= EXTRACTED MATERIAL =

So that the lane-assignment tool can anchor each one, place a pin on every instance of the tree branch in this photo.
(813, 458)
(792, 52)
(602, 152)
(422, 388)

= PROMPT =
Can you print all the entries above verbatim, line for line?

= RESPONSE =
So that the lane-assignment tool can anchor each one, place a pin on every instance of the tree branch in this photo.
(813, 458)
(792, 52)
(602, 152)
(422, 388)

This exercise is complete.